**** PROVIDED PASSAGE ****

A man in Stoney Creek, Ont. attempted to replace the battery on his electric vehicle and was shocked to learn that it was going to cost him over $50,000 to replace. 

Simrat Sooch was on his second electric vehicle, after he traded up from his last one.

“The first one I had was very reliable,” recalled Sooch, who said he was a staunch believer in EV technology during an interview with Global News

Sooch purchased a 2017 Hyundai Ioniq, as the vehicle’s second owner. It had already been driven 69,000 kilometres but the battery was covered for up to 160,000 under the warranty.

“I figured I wouldn’t have any issues with it,” said Sooch.

However after a warning light came on the Ioniq’s dashboard, Sooch took it into the dealership. The dealership’s technicians looked into the issue but could not diagnose the problem and the light eventually turned off. 

The vehicle quit charging two weeks after that appointment and Sooch brought it back into the dealership. The technicians ran a diagnostics check and it was determined that the Sooch needed a new battery. 

Including the cost of installation and taxes, the quote for the new battery came to be over $50,000.

Since the battery failed at 172,345 kilometres, it had surpassed the 160,000 kilometre-warranty. 

“I felt like I got kicked in the privates,” said Sooch, who was now left with either paying the $50,000 or outright scrapping the car.

Ultimately, Sooch scrapped the car because the cost of repairs far exceeded the total value of the vehicle.

**** INPUT DATA ****

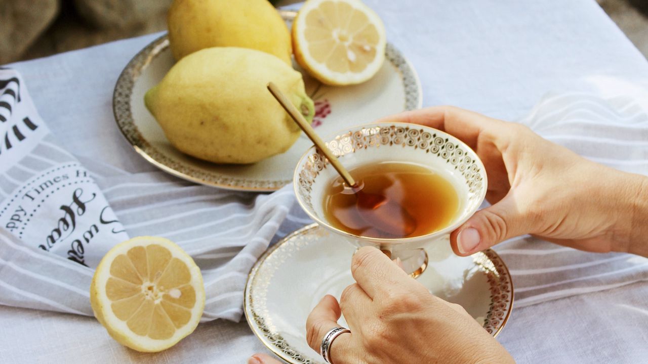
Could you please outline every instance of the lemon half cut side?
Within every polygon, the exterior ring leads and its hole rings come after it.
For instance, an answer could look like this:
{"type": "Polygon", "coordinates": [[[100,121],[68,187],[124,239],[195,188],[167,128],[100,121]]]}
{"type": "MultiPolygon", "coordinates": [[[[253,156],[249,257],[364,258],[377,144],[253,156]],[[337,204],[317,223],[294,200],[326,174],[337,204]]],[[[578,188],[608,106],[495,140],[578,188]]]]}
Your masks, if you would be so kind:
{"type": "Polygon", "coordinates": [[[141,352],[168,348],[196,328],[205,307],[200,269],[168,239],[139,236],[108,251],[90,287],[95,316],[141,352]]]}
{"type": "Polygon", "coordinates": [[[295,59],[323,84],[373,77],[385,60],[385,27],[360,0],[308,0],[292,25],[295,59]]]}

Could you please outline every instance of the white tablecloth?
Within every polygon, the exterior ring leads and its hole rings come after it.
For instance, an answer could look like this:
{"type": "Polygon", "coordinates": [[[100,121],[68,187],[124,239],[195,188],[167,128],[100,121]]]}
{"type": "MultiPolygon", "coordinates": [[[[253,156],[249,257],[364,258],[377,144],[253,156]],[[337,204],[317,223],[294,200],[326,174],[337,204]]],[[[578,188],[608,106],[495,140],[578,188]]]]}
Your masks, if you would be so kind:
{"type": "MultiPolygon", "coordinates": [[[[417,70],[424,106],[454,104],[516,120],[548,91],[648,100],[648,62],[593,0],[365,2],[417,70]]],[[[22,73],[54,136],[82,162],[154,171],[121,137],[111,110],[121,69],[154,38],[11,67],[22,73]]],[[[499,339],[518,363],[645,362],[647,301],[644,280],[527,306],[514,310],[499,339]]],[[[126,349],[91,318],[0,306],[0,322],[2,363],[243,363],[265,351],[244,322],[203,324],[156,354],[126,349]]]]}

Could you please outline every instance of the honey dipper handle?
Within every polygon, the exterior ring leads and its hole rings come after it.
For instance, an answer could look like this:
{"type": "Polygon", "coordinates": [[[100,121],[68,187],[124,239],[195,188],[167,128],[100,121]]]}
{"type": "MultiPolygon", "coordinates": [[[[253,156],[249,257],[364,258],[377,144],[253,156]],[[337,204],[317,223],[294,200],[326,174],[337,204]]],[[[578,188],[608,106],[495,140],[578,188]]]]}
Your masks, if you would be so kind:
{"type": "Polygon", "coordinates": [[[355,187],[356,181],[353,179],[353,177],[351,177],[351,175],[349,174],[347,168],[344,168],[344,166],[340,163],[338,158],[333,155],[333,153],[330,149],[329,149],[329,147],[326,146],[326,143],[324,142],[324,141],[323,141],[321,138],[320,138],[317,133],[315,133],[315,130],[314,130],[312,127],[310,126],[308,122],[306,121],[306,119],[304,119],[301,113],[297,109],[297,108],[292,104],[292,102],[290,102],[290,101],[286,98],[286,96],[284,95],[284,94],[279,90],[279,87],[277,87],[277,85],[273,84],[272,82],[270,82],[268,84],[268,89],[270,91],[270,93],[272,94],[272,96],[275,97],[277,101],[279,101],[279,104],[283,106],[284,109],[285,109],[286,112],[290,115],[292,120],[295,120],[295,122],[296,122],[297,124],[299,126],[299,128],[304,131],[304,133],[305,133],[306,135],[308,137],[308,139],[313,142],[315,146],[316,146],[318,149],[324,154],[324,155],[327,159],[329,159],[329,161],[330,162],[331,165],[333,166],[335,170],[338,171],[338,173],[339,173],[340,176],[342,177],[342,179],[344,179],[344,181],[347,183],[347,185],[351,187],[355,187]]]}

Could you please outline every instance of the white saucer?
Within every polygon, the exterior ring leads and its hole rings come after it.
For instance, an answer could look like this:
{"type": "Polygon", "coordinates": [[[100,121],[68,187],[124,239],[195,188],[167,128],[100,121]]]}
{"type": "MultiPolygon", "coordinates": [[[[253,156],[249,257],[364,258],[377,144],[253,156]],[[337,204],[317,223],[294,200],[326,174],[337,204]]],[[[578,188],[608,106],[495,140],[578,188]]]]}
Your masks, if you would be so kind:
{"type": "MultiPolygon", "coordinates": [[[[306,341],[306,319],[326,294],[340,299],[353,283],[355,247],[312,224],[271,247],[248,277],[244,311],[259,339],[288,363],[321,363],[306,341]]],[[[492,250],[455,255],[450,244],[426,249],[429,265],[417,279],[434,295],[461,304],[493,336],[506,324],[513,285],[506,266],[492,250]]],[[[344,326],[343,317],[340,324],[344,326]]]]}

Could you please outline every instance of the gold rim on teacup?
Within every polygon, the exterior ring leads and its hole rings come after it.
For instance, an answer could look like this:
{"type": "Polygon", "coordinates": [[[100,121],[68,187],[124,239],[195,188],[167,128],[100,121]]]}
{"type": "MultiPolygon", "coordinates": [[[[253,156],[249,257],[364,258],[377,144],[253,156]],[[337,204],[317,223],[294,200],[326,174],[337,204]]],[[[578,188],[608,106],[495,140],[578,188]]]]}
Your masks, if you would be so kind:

****

■ TASK INSTRUCTIONS ■
• A. Copy the EV battery article word for word from "Since the battery" to "scrapping the car.".
• B. Continue the EV battery article from its last sentence.

■ RESULTS ■
• A.
Since the battery failed at 172,345 kilometres, it had surpassed the 160,000 kilometre-warranty. 

“I felt like I got kicked in the privates,” said Sooch, who was now left with either paying the $50,000 or outright scrapping the car.

• B.
Sooch attempted to get some help from Hyundai Canada in covering part of the cost but he said they directed him back to the dealership which caused him to give up. 

Hyundai Canada released a response to the incident, saying that “comprehensive diagnostic tests were not completed on the vehicle … (and the vehicle) … was scrapped by the customer before these diagnostic procedures could be completed, precluding a definitive assessment of the required service.”

The statement also said that the initial estimate given to Sooch “was not representative of the likely actual cost in this case.”

“We sincerely apologize to Mr. Sooch for these lapses in communication and service,” reads the statement.

Additionally, Hyundai Canada plans to “resolve this situation by paying fair market value for his vehicle either in cash or towards a new Hyundai, as part of our commitment to our customers.”

Sooch’s story is not unique, earlier this year a Winnipeg man had a disastrous family vacation when his EV truck broke down due to a lack of charging stations before having to have his battery replaced as well, which took another six months.